- _Records for processing_

*** Begin section ***

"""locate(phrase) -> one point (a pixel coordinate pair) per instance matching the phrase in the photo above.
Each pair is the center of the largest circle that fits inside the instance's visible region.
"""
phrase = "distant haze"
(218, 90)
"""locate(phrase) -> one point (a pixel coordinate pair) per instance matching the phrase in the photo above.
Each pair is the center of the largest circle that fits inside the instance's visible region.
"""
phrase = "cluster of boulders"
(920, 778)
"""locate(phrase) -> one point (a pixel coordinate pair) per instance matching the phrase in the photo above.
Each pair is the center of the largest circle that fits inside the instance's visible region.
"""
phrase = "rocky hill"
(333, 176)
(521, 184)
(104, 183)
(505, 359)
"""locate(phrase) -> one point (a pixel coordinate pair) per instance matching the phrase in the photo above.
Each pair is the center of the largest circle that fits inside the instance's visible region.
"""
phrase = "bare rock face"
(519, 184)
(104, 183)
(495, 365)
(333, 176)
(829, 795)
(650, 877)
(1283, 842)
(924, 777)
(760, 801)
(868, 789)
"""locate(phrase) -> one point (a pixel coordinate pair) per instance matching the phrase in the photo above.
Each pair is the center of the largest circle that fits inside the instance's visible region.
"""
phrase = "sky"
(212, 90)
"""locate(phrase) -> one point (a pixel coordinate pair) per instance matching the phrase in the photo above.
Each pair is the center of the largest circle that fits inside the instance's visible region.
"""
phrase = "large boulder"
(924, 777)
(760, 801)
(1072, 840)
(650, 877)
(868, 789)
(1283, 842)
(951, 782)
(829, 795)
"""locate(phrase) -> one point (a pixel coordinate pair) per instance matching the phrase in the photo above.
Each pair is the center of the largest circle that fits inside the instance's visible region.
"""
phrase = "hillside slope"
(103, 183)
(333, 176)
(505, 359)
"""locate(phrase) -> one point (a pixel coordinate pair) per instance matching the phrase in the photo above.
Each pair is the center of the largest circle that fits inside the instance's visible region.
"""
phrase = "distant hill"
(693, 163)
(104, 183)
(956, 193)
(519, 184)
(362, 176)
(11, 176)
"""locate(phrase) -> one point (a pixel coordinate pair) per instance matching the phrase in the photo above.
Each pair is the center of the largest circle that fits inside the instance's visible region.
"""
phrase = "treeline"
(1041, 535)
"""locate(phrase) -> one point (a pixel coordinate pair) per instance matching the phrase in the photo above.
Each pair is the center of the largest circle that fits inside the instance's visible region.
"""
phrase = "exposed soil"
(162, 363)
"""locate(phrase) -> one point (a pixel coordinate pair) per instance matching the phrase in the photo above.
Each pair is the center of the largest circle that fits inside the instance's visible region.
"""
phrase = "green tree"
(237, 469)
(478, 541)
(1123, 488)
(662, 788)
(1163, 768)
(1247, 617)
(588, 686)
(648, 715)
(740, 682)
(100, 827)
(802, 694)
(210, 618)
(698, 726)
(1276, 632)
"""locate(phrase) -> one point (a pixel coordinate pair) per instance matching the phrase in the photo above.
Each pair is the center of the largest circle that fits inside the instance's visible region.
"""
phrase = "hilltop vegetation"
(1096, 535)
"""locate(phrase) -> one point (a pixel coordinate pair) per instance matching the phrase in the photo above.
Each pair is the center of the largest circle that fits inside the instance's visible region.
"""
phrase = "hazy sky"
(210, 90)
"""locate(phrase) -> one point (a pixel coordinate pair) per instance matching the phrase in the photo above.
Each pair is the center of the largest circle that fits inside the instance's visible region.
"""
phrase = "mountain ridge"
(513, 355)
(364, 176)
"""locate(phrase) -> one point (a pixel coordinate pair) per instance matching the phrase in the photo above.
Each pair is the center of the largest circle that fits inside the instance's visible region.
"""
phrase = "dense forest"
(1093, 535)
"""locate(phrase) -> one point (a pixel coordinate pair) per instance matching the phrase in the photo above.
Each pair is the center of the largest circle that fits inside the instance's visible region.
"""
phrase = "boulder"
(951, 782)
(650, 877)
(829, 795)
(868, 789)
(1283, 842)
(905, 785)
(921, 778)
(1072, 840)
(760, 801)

*** End section ***

- _Action item_
All records shown above are to be reproduced without any alteration.

- _Task output_
"""locate(phrase) -> one point (a pixel coordinate pair) per instance matching the phrase in the photo above.
Each pair is the center of the largest circle that fits inside the instance's visible region.
"""
phrase = "distant haze"
(218, 90)
"""locate(phrase) -> one point (a pixel coordinate pair) per instance matching the phrase in the photo above.
Each pair is the center of the largest circle that fits inside the instance's visible region.
"""
phrase = "cluster of boulders"
(920, 778)
"""locate(phrase) -> one point (a pixel coordinate pair) per instance matching the phrase in the photo above.
Each pair is the center of the largest circle that fits inside the instance's visible region.
"""
phrase = "rocky hill"
(333, 176)
(521, 184)
(104, 183)
(505, 359)
"""locate(phrase) -> one point (a pixel coordinate pair) per instance matching the phrase in the photo above.
Each pair is the center of the largest circle that fits inside the instance's visible region.
"""
phrase = "bare rock face"
(519, 184)
(104, 183)
(495, 365)
(333, 176)
(829, 795)
(650, 877)
(1283, 842)
(924, 777)
(760, 801)
(868, 789)
"""locate(phrase) -> one point (a pixel coordinate pair) per instance matching the phrase in the photo above.
Each pair is the center of the largest circle that fits inside the instance's visible region.
"""
phrase = "sky"
(212, 90)
"""locate(phrase) -> one point (a pixel coordinate pair) per instance matching the phrase in the photo above.
Each pair is the center of the largest circle that fits inside the instance's visible region.
"""
phrase = "large boulder"
(924, 777)
(760, 801)
(1072, 840)
(650, 877)
(868, 789)
(1283, 842)
(951, 782)
(829, 795)
"""locate(phrase) -> one point (a pixel coordinate pair) per instance matching the phrase in the photo above.
Each pair is the center of the largest circle that fits inside the instance's visible region.
"""
phrase = "hillside slope"
(103, 183)
(333, 176)
(505, 359)
"""locate(phrase) -> one point (a pixel coordinate pair) per instance matching the phrase in the photo above.
Each pair is the center of the largest circle that fits inside the instance's visible region.
"""
phrase = "distant hill"
(693, 163)
(104, 183)
(956, 193)
(519, 184)
(362, 176)
(11, 176)
"""locate(phrase) -> one point (a pixel coordinate pair) per instance matching the phrase in the photo above.
Each pair is the center of the largest circle that fits inside the instance's visible region.
"""
phrase = "treeline"
(1041, 535)
"""locate(phrase) -> one point (a pixel coordinate pair) per instance matching the phrase in the photo above.
Each pair is the center of the largest circle that fits inside the instance's visible region.
"""
phrase = "exposed soil"
(162, 363)
"""locate(phrase) -> one point (a pixel coordinate pair) per instance matching the phrase in the photo above.
Each pair is the center of the largest circle that fits inside the instance's visible region.
"""
phrase = "green tree"
(237, 469)
(478, 541)
(1123, 488)
(662, 788)
(1163, 768)
(1247, 617)
(588, 686)
(648, 715)
(740, 682)
(100, 827)
(802, 694)
(210, 618)
(698, 726)
(1276, 632)
"""locate(phrase) -> one point (a pixel coordinate pair) per instance matching the phrase in the photo above.
Each pair is the center of the largest circle that fits inside the instance's visible region.
"""
phrase = "hilltop vegetation"
(1096, 535)
"""locate(phrase) -> one point (a pixel coordinate pair) per instance matching the phrase in the photo above.
Each pair is the center of the largest circle that fits inside the instance's visible region.
"""
phrase = "hazy sky"
(210, 90)
"""locate(phrase) -> one point (a pixel coordinate pair) per instance matching the phrase in the photo above.
Each pair is the center of the largest circle that fits inside the instance's visible region.
"""
phrase = "mountain ridge"
(513, 355)
(364, 176)
"""locate(phrase) -> one point (a pixel coordinate pair) per instance matching the phrase in the photo above.
Each pair is the center of the largest circle that fits inside the instance's visible region.
"""
phrase = "dense forest"
(1093, 535)
"""locate(phrase) -> one point (a pixel coordinate pair) per instance matching the phrase in the photo above.
Each pair is the center of the largest circle that fits inside the instance's visible region.
"""
phrase = "boulder"
(951, 782)
(650, 877)
(829, 795)
(868, 789)
(1283, 842)
(905, 785)
(921, 778)
(1072, 840)
(760, 801)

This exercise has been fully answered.